Güterwagen mit Westinghouse-Bremse

Dieser Artikel erschien im "HP1" (im richtigen). Spätere Aktualisierungen, z.B. wegen neuer Modelle, sind rot gekennzeichnet. Letzte Aktualisierung: 5. August 2009.

In vielen europäischen Ländern war, anders als in Deutschland, die Westinghouse-Güterzugbremse üblich, die sich von der hierzulande üblichen Knorr-Bremse sichtbar vor allem durch die Umstelleinrichtung unterscheidet. Da eine Zeichnung des Umstellschildes nirgendwo zu haben war, musste man sich bei der Herstellung der Schilder aufs Gefühl verlassen. Als ich jedoch weiland in Möckmühl einen Güterwagen mit Westinghouse-Bremse fand, der offensichtlich einmal ein DB-Gl90 und somit ein ehemals polnischer Güterwagen war, keimte der Entschluss, die Schilder maßstabsgerecht anzufertigen, zunächst auf Karton gedruckt. Und als ich auf dem Millenniums-Treffen in Kassel Gerd Kuswa kennenlernte, gedieh dieser Entschluss zur Serienreife: Ich ließ die Schilder ätzen!

Was sind nun die Kandidaten für eine Westinghouse-Bremse? Zunächst mal genuin polnische Güterwagen, denn bei denen wurde diese Bremsbauart bis nach dem zweiten Weltkrieg eingebaut. Einziges echt polnisches Güterwagenmodell ist zunächst der Kdf von PIKO, der heute nur als G90 angeboten wird. Aber der Wagen ist auf Flohmärkten oder bei ebay gut zu bekommen. Seit 2006 gibt es bei KLEIN Modelle des 1950 gebauten 7K, dessen Vorbild ebenfalls eine Westinghouse-Bremse hatte. Weitere Modelle, die sich zumindest zu echten Polen erklären lassen, sind die Modelle der Säuretopfwagen von PIKO und SACHSENMODELLE.

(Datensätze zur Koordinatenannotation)
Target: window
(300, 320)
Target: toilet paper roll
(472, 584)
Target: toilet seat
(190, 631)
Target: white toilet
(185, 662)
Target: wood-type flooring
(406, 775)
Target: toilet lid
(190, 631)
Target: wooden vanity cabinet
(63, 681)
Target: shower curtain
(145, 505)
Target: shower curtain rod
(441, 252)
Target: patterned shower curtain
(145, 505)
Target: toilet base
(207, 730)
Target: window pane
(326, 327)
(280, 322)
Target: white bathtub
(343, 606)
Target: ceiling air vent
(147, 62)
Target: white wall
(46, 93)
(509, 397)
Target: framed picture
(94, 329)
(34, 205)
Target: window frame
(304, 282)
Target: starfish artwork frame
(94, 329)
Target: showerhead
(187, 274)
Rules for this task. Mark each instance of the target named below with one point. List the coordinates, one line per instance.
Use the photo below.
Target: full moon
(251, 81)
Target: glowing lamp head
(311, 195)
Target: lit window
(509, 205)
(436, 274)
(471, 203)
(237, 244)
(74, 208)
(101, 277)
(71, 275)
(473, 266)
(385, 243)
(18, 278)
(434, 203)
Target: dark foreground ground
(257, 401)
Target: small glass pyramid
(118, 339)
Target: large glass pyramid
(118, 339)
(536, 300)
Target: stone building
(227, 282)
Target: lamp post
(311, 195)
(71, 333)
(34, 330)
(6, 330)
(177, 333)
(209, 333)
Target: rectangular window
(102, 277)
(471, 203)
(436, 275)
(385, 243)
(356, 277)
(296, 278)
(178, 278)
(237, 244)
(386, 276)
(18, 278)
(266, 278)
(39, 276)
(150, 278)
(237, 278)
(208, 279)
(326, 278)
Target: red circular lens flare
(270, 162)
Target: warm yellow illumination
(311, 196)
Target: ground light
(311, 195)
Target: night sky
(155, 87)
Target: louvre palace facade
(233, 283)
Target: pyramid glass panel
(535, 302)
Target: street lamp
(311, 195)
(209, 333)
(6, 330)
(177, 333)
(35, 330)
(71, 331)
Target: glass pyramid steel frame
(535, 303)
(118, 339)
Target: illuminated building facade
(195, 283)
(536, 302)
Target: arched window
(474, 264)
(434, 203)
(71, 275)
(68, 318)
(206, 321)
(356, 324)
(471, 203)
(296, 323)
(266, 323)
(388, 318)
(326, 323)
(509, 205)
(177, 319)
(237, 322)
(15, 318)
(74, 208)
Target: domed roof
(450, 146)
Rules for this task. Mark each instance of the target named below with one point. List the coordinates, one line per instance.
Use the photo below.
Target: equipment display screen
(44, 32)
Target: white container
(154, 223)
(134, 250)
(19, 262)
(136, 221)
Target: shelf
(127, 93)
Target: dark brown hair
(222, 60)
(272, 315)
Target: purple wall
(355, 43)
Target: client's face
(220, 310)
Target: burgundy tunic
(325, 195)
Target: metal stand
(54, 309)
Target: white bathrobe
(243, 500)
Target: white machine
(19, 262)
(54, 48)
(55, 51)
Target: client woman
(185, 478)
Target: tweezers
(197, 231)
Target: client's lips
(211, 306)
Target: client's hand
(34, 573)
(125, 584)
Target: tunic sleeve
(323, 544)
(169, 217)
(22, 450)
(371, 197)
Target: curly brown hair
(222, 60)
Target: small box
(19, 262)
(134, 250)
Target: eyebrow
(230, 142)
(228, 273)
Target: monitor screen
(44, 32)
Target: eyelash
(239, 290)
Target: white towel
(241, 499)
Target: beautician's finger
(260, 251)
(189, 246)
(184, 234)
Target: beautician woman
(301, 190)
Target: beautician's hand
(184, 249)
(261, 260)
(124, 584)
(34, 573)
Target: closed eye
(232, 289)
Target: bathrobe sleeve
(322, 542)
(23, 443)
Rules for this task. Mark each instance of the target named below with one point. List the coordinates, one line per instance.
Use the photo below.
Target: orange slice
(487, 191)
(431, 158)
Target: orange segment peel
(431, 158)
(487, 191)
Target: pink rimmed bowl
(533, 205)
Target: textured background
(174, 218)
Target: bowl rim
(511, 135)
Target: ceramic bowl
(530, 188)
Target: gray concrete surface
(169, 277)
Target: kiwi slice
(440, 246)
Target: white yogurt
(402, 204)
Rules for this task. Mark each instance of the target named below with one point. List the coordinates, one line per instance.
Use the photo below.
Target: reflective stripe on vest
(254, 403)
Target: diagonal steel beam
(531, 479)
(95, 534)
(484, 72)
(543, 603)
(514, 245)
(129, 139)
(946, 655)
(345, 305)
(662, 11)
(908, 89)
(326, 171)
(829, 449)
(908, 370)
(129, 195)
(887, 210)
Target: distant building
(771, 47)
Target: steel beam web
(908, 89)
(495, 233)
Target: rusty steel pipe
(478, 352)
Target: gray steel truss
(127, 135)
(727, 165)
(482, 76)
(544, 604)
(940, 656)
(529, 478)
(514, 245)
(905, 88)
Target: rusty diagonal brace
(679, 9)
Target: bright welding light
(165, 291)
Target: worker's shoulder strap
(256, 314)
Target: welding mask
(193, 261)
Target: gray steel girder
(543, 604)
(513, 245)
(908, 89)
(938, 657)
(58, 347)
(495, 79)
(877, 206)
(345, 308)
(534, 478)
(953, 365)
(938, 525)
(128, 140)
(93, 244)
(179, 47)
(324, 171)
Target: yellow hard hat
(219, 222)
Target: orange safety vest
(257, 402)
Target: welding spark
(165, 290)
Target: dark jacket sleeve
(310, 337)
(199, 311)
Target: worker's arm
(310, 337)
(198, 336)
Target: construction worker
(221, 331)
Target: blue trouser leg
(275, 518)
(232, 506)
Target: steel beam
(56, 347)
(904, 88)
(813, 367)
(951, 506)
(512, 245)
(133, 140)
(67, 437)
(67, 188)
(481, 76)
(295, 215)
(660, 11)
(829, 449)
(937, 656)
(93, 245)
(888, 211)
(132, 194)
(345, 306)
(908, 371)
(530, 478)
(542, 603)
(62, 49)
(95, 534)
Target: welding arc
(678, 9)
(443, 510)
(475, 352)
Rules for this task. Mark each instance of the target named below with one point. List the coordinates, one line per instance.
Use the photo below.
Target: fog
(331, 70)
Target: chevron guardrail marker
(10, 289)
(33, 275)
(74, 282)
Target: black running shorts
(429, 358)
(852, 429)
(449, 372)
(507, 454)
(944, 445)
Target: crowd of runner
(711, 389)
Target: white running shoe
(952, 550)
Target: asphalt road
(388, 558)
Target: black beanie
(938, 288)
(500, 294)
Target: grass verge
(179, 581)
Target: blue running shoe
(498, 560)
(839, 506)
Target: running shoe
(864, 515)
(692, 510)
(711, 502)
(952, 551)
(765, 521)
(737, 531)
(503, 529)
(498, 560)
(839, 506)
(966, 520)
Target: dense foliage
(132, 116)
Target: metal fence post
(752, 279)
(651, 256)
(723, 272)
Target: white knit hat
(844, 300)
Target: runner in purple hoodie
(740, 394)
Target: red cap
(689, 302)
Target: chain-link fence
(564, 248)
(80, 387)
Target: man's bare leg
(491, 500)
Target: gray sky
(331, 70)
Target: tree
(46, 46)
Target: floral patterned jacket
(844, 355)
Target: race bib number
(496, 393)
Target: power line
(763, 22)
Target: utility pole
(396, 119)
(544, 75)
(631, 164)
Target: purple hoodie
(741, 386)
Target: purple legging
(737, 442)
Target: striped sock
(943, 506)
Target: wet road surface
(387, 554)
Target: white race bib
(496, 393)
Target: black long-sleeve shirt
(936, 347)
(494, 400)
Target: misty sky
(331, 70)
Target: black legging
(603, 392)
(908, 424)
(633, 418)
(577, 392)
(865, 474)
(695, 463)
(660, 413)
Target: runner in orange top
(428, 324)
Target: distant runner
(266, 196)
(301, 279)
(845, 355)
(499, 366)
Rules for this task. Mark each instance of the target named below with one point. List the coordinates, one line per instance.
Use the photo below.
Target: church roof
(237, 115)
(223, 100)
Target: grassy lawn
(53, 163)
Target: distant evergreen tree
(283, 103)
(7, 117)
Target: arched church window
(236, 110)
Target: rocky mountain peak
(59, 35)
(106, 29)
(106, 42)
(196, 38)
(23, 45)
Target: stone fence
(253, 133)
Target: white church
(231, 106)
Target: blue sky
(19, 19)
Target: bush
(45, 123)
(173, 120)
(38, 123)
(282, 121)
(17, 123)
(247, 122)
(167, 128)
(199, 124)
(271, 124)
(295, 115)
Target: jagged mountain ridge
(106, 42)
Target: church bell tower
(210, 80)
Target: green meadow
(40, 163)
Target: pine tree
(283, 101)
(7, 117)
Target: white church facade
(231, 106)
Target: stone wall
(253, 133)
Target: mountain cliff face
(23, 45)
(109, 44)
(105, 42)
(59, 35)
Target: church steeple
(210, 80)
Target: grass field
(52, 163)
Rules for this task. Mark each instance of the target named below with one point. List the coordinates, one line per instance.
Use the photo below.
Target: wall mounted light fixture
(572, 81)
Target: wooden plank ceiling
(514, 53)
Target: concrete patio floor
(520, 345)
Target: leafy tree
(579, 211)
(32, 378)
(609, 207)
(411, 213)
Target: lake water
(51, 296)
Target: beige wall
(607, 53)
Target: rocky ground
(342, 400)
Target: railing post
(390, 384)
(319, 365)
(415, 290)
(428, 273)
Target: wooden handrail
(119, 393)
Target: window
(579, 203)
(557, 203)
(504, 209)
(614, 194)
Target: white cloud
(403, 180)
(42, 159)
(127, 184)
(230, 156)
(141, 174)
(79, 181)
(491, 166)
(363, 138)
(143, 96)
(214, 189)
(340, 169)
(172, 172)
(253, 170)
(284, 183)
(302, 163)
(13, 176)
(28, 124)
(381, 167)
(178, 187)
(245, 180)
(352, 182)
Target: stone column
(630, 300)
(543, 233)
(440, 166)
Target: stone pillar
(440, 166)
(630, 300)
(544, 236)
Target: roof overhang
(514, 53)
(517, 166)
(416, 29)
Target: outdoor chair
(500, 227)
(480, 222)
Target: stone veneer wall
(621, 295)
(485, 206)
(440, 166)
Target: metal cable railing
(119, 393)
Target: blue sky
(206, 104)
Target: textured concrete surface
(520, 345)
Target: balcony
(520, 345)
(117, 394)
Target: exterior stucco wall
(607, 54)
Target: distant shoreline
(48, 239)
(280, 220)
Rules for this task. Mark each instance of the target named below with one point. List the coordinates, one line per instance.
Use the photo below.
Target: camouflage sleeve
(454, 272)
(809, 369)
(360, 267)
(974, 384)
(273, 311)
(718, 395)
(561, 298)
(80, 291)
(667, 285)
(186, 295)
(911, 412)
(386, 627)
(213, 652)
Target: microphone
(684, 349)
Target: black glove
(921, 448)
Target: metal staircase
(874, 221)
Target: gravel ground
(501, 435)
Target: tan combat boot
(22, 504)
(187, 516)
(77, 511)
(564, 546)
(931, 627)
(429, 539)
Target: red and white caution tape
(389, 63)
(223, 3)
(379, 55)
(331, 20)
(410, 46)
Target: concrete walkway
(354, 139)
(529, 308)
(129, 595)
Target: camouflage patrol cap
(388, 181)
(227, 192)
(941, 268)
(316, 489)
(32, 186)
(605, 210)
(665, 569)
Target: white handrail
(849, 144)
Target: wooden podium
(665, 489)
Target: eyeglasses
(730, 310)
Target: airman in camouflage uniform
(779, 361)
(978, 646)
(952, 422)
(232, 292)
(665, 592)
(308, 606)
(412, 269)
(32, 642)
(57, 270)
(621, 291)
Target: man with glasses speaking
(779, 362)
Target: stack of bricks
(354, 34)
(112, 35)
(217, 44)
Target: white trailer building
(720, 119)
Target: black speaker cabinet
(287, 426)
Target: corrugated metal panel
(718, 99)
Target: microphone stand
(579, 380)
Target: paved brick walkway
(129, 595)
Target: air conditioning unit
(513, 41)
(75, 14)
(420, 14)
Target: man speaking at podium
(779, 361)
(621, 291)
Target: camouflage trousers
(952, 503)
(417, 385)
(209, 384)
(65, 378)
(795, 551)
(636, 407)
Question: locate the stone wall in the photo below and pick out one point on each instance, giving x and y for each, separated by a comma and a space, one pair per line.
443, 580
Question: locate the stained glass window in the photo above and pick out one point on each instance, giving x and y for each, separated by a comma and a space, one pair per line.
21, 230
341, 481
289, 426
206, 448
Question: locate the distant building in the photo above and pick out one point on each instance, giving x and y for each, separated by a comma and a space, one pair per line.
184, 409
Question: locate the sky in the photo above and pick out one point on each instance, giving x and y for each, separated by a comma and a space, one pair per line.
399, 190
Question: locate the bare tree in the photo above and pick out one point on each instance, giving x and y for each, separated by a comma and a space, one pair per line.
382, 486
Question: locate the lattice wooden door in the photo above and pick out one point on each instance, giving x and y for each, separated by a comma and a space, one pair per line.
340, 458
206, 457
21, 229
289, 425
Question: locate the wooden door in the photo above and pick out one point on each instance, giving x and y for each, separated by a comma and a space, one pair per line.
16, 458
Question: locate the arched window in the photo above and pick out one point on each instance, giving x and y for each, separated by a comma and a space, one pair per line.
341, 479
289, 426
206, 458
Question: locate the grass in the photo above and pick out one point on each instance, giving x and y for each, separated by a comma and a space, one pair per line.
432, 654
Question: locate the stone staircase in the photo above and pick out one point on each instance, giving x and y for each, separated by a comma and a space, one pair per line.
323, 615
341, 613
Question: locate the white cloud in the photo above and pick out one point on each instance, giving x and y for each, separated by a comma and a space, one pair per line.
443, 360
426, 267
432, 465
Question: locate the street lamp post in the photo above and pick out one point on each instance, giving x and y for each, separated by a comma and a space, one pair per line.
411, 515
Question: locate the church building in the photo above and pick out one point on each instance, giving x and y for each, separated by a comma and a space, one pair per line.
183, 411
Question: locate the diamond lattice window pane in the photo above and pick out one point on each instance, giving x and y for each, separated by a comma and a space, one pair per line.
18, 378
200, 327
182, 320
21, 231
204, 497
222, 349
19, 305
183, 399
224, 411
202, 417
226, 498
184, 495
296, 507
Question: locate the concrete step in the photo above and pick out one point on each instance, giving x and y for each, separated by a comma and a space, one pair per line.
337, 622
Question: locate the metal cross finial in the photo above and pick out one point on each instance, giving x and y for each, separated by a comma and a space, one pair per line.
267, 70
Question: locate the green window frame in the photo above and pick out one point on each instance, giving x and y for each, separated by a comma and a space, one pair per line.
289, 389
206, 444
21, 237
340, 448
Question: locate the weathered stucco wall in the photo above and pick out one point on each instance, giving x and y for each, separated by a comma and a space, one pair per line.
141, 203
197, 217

▸ **Schriftliche Aufgaben**
1. Zeige jede Zeile der Auflistung, in der die Zeichenfolge „steel“ vorkommt. Dabei ist die Groß- und Kleinschreibung zu beachten.
2. Führe den Text über Güterwagen mit Westinghouse-Bremse im Anschluss an seinen letzten Satz fort.

▸ **Ergebnisse**
1.
Target: glass pyramid steel frame
Target: diagonal steel beam
Target: steel beam web
Target: rusty steel pipe
Target: gray steel truss
Target: gray steel girder
Target: steel beam

2.
Auch den "Om21" von PIKO gab es als Wddo der PKP. Laut Carstens - Güterwagen Band 3 - ist er gar kein Om21, sondern ein Om12 der letzten Bauausführung, aber auch damit ist er (Bauzeit 1923 - 1928) noch zu jung, als dass er im ersten Weltkrieg im neu entstandenen Polen hätte bleiben können. Doch halt: Im Abschnitt über den Om90 steht zu lesen, dass die Polen in den zwanziger Jahren einen mit dem Om12 der letzten Ausführung praktisch baugleichen Wagen anschafften, der dann später als Om90 wieder zur DB kam. Also: der Wagen hat ein echtes polnisches Vorbild. (Übrigens: 1947 ließen die PKP einen dem Om21 überaus ähnlichen Wagen bauen, den Wdda, Typ 1W, aber der hatte nur Luftleitung.)

Wie schon gesagt: Diese Wagen kamen in Folge der Kriegsereignisse auch zur DB, wo sie als G90 bzw. Om90 eingereiht wurden. Auch der V90 von Fleischmann gehört in diese Rubrik. Und auch bei der DB hatten Sie natürlich ihre Westinghouse-Bremse.

Die zweite Gruppe sind deutsche Verbandsgüterwagen, die ja zunächst keine durchgehende Bremse hatten und, soweit sie im 1. Weltkrieg in Polen blieben, dort eine Westinghouse-Güterzugbremse verpasst bekamen. Dies könnte man in 1 zu 87 nachahmen, wenn es diese Modelle denn mit polnischer Beschriftung gäbe. PIKO hat früher den R10 auch als polnischen Pdk angeboten, aber der Wagen ist - abgesehen vom etwas zu kurzen Radstand - für heutige Ansprüche schlichtweg zu massig. Da es fast alle Verbandsbauarten im Modell gibt (außer dem S14) und osteuropäische Beschriftungen in Mode kommen, lässt sich da ja noch auf Zuwachs hoffen. Diesen Zuwachs hat es gegeben, siehe die Polenseite, massenhaft Modelle!

Deswegen sei bei dieser Gelegenheit auch klar gestellt, welche Polen keine Westinghouse-Bremse hatten: der Wddo von PIKO (Best.-Nr. 58040) ist ein "Villach", der "Wddo" von Klein (5058) ein "Klagenfurt" oder der PKP-Nachbau Typ 2W von 1946, der Kdt von Liliput (240019) ein "Oppeln", alle diese Wagen hatten (Hildebrandt-)Knorr-Bremsanlagen. Sie kamen ja auch erst in Folge des II. Weltkrieges zur PKP.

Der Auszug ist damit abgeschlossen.